═════ Excerpted data ═════
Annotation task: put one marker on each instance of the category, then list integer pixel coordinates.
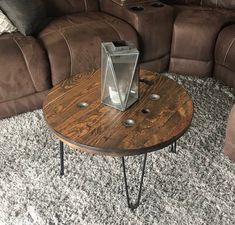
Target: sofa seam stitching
(70, 53)
(27, 66)
(230, 46)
═════
* Objective: Format the records above as a two-column CSV headed instruction and response, with one row per record. Put each record's text in one quoted field and its answer in the other, replace line breaks with spaces, and leave out the pictures.

* Written response:
instruction,response
"Annotation task: put one marker on each instance of the category, then list integer pixel coordinates. Target: sofa seam stitching","(70, 53) (27, 66) (230, 46)"